▶ [Material for this exercise]:

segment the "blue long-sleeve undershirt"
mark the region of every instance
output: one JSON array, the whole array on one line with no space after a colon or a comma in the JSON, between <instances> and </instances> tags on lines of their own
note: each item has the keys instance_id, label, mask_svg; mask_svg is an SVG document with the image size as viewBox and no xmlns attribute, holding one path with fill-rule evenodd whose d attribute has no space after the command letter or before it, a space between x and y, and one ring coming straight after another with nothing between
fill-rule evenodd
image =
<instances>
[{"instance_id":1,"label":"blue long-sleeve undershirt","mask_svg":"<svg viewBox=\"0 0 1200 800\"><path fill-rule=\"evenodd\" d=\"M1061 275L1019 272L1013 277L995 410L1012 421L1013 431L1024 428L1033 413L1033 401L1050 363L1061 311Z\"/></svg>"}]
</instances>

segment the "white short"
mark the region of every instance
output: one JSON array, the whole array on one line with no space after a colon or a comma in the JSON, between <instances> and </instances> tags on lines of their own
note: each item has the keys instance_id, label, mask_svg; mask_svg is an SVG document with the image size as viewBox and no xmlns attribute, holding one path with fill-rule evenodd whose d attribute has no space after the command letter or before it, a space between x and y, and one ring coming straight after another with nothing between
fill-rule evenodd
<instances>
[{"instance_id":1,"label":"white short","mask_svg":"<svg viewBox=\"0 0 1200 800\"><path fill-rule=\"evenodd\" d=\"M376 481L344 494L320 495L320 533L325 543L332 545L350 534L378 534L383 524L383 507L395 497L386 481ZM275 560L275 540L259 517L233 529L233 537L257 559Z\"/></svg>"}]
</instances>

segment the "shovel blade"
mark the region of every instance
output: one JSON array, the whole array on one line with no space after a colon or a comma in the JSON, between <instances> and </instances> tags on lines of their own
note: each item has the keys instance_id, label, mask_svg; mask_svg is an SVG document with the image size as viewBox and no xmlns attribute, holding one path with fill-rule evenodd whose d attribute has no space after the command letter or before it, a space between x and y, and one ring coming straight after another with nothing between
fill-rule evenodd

▶ [Instructions for the task]:
Collect every line from the rows above that contains the string "blue", treating uppercase and lowercase as different.

▶ [The answer]:
segment the "blue long-sleeve undershirt"
[{"instance_id":1,"label":"blue long-sleeve undershirt","mask_svg":"<svg viewBox=\"0 0 1200 800\"><path fill-rule=\"evenodd\" d=\"M1061 275L1019 272L1013 277L995 410L1012 421L1013 431L1024 428L1033 413L1033 401L1050 363L1061 311Z\"/></svg>"}]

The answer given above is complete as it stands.